WRITTEN INSTRUCTION 1 ::
In the Corey Small biography, copy the passage starting with "Canadian Box career" and going on through "30 playoff games.", changing "Athletics" to "A's".
WRITTEN INSTRUCTION 2 ::
Answer these questions from the Corey Small biography:
(a) Which high school did Small attend?
(b) What award did he win in 2005?
(c) Which team selected him in the 2009 Major Series Lacrosse draft, and at what pick?

PAGE TEXT ::
Begin
Corey Small (born March 23, 1987 in St. Catharines, Ontario) is a Canadian lacrosse player who plays for the Buffalo Bandits of the National Lacrosse League and formerly the Hamilton Nationals in Major League Lacrosse.

High school career
Small attended Holy Cross Catholic Secondary School in St. Catharines. During his senior year at Holy Cross, he helped lead the Raiders to a provincial championship.

Canadian Box career

Junior
Small played for the St. Catharines Athletics in the OLA Junior A Lacrosse League from to 2004 to 2008. In 2005, he won the Gaylord Powless Sportsmanship Award. During his 5 years for the Athletics, Small totaled up 127 goals and 278 points in just 102 games. He would also round up 40 goals and 77 points in 30 playoff games.

Senior
Small was selected 2nd overall in the 2009 Major Series Lacrosse draft by the Kitchener-Waterloo Kodiaks, just ahead of former Athletics teammate Dan Coates. Small finished his first season with the Kodiaks with 13 goals and 35 points.
End
DATA EXTRACT ::
Begin
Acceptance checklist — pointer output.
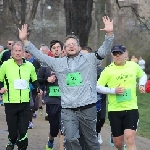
End
RESPONSE 1 ::
Canadian Box career

Junior
Small played for the St. Catharines A's in the OLA Junior A Lacrosse League from to 2004 to 2008. In 2005, he won the Gaylord Powless Sportsmanship Award. During his 5 years for the A's, Small totaled up 127 goals and 278 points in just 102 games. He would also round up 40 goals and 77 points in 30 playoff games.

RESPONSE 2 ::
(a) Holy Cross Catholic Secondary School in St. Catharines
(b) The Gaylord Powless Sportsmanship Award
(c) The Kitchener-Waterloo Kodiaks, 2nd overall